▸ RECORDS SUPPLIED:
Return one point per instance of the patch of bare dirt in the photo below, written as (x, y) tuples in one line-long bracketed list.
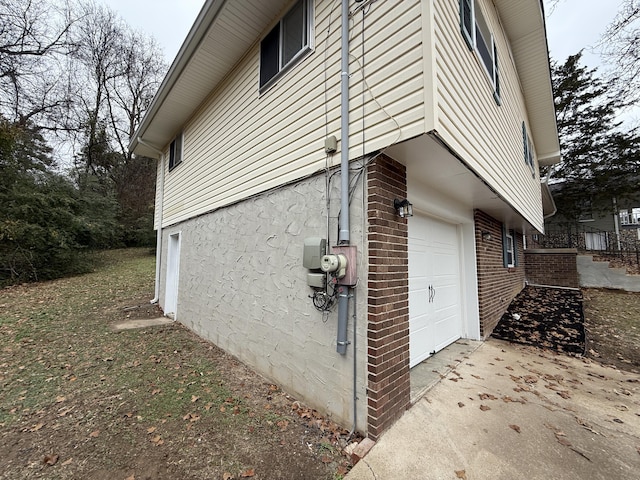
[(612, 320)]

...

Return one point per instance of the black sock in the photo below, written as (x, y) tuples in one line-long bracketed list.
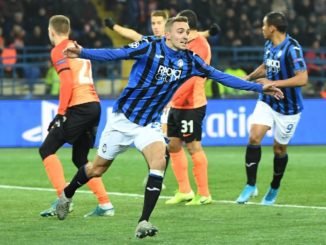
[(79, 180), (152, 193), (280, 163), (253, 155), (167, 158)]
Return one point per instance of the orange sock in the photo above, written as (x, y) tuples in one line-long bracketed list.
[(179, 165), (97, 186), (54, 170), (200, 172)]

...

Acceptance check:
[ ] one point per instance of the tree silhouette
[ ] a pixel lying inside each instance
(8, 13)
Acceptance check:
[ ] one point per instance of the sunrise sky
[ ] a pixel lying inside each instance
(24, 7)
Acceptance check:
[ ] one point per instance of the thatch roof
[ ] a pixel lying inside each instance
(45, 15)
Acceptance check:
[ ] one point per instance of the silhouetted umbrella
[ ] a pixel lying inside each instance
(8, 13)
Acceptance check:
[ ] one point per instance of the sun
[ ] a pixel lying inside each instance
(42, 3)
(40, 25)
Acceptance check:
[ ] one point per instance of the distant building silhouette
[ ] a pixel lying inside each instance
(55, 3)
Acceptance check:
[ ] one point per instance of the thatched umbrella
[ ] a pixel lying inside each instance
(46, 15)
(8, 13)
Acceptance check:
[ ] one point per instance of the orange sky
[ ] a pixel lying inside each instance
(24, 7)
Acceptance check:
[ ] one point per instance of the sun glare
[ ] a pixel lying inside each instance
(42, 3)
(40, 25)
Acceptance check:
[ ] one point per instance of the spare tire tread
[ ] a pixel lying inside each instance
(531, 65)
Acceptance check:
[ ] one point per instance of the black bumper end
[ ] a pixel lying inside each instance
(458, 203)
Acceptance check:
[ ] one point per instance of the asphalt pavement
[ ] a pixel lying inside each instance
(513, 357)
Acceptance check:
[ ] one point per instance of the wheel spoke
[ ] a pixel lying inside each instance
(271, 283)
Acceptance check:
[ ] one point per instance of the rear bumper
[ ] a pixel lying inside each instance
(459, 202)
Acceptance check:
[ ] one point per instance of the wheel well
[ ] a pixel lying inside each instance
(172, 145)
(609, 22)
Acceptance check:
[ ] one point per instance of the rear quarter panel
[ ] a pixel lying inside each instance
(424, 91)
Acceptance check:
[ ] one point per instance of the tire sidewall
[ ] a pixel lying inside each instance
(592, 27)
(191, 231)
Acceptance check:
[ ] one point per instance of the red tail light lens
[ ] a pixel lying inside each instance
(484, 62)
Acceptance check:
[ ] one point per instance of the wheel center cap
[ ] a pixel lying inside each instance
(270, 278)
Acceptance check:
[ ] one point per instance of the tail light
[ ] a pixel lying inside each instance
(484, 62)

▸ EXERCISE DETAILS:
Every line that contains the string "bumper" should be copied from the records.

▸ EXERCISE RESPONSE:
[ ] one point per instance of the black bumper end
[ ] one point per instance of the rear bumper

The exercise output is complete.